▶ [WORK REQUIRED] In the listing that follows, count each line containing the string "armrest" and report only the count.

▶ [MATERIALS PROVIDED]
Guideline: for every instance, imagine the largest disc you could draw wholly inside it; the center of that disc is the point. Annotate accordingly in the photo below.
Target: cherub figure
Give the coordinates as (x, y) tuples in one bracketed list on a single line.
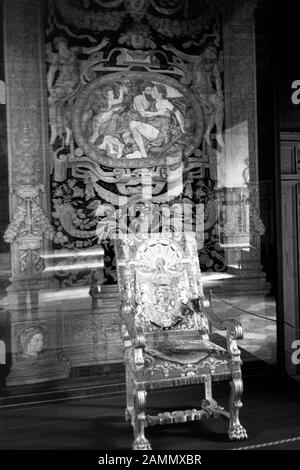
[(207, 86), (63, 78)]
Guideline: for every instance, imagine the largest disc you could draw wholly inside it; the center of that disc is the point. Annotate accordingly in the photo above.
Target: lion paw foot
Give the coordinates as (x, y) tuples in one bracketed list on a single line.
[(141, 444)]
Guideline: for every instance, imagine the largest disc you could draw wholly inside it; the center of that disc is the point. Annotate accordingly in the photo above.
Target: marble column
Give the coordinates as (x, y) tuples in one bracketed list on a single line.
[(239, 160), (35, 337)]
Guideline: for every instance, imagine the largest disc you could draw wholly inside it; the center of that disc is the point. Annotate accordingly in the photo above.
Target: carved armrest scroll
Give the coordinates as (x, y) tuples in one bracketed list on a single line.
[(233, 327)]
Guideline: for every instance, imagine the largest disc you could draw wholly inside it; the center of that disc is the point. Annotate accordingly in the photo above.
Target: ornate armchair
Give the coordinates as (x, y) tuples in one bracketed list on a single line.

* * *

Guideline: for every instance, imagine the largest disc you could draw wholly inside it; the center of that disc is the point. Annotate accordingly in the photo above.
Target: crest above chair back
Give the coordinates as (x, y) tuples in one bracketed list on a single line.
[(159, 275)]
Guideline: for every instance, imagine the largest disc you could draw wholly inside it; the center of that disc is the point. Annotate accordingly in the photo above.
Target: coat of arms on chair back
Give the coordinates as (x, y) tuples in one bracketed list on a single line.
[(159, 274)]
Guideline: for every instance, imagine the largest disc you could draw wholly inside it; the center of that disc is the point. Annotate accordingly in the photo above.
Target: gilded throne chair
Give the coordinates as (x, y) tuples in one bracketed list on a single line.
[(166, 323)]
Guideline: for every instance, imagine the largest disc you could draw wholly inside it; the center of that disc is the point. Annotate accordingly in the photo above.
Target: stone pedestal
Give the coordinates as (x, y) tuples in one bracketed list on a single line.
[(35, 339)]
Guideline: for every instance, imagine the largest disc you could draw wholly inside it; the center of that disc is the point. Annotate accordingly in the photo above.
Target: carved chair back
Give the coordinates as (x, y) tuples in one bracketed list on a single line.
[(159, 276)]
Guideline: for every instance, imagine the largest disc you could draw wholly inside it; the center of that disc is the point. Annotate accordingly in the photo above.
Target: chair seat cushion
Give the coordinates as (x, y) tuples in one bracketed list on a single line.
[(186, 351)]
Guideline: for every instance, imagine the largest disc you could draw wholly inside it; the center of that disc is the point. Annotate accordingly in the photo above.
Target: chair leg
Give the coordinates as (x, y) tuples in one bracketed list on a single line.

==

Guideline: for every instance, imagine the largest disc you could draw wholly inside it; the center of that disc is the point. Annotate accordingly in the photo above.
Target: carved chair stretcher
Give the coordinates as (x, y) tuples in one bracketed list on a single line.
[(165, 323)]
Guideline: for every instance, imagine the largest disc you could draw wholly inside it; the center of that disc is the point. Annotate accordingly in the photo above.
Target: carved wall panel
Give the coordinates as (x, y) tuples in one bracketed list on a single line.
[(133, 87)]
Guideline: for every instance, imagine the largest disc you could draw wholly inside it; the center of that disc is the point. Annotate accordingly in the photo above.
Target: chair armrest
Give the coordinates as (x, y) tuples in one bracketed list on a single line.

▶ [RESULT BELOW] 2